How to complete this task
The answer must consist of every line in the data that contains "field".

Exercise materials
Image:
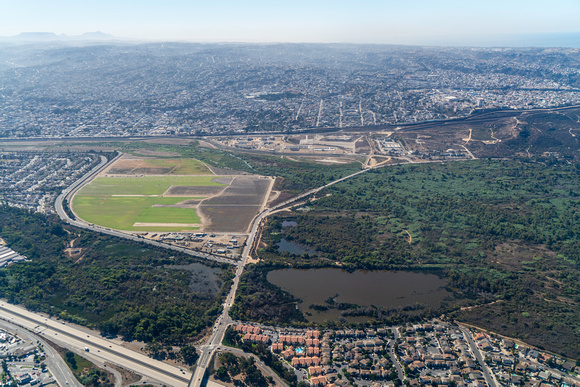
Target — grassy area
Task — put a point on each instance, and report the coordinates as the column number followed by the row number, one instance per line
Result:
column 179, row 166
column 122, row 212
column 145, row 185
column 497, row 230
column 119, row 286
column 161, row 166
column 97, row 202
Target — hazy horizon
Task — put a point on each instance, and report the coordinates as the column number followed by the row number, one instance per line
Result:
column 416, row 22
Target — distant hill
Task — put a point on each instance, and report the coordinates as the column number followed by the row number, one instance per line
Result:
column 51, row 37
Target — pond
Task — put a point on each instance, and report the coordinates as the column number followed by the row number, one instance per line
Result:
column 381, row 288
column 285, row 246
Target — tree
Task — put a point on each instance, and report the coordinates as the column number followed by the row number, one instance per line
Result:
column 189, row 354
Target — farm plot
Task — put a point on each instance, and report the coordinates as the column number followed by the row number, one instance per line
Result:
column 236, row 206
column 170, row 202
column 139, row 204
column 154, row 166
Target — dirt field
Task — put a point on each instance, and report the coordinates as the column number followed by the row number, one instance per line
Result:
column 192, row 191
column 167, row 194
column 234, row 219
column 134, row 165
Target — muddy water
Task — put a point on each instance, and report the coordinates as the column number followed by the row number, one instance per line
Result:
column 382, row 288
column 285, row 246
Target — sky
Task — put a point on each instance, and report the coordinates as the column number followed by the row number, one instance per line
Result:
column 423, row 22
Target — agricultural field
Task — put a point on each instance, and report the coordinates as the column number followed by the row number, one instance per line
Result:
column 161, row 198
column 158, row 166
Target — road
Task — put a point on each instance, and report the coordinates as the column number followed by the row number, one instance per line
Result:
column 69, row 193
column 393, row 356
column 55, row 364
column 489, row 378
column 207, row 350
column 106, row 350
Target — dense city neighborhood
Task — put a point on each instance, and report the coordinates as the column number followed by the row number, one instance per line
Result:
column 185, row 89
column 431, row 353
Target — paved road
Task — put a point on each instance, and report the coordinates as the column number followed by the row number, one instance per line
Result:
column 106, row 350
column 207, row 351
column 69, row 192
column 393, row 356
column 489, row 378
column 54, row 362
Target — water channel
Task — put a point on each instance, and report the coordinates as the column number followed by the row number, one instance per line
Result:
column 381, row 288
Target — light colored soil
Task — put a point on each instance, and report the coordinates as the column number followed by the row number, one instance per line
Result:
column 146, row 152
column 166, row 225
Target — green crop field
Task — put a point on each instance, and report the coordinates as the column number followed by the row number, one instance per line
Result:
column 145, row 185
column 180, row 166
column 108, row 201
column 150, row 166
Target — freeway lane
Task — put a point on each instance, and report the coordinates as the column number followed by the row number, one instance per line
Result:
column 69, row 192
column 107, row 350
column 56, row 365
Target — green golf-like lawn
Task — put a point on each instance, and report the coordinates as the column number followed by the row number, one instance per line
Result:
column 120, row 202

Task output
Target — dirt field
Target — agricultural field
Target — green crop field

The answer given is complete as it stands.